You have a reference for this statement?
 
  • #10
There are multiple factors which determine bond length.
In comparing oxygen and nitrogen, you also have to consider that p-orbitals in oxygen are smaller than in nitrogen as the p electrons are not very efficient in screening each other from the nuclear charge which is higher in oxygen than in nitrogen.
 
  • #11
DrDu said:
You have a reference for this statement?
No, I take it back, the (π) bonding is the second factor shortening the bond.

Also these bonds are shortening because of more (s) character hybridisation AND more bonding electrons:
Code:
N-N (sp3) 0.146 nm
N=N (sp2) 0.12 nm
N≡N (sp) 0.11 nm

O-O (sp3) 0.148 nm
O=O (sp2) 0.121 nm

I don't understand one thing that could vindicate the (2s)-(2p) energy gap effect on hybridisation:
because the 3s-3p energy gap is large, hybridization of the orbitals costs too much energy, so bonding occurs primarily between the hydrogens and "pure" sulfur p-orbitals
N has a small energy difference between the 2s and 2p orbitals, so it's not a great energy penalty to hybridize and form sp3 hybrids to both hold the lone pair and form the bonds -- indeed, the overlap is stronger with the hybrids, the bonds are stronger, so you get a big benefit by doing so. But not tue with P. P-H is weaker than N-H, so the benefit to the bonds you can get from hybridization is reduced. P is bigger, Hs farther apart, steric benefit by avoiding steric repulsion is also reduced. The s-p gap is much much greater in P, so the energy penalty to hybridize is greater -- moving the lone pair out of a pure s into an ap3 hybrid isn't worth it. So you don't hybridize. PH3 uses three atomic p orbitals for bonds, keeps a (nearly) 90º angle, and puts the LP in a pure s orbital. As and Sb same argument but moreso.

In my point of view, the hybridization doesn't change the overall energy. Also what energy is needed for forming hybrid orbitals?

__MATERIAL__
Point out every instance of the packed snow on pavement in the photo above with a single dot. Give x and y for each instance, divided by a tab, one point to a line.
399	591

__THE TASK__
Revise the stretch of the bond-length discussion from "In comparing oxygen" through "than in nitrogen.", swapping "screening" for "shielding". The listing isn't needed here.

__WORKED ANSWER__
In comparing oxygen and nitrogen, you also have to consider that p-orbitals in oxygen are smaller than in nitrogen as the p electrons are not very efficient in shielding each other from the nuclear charge which is higher in oxygen than in nitrogen.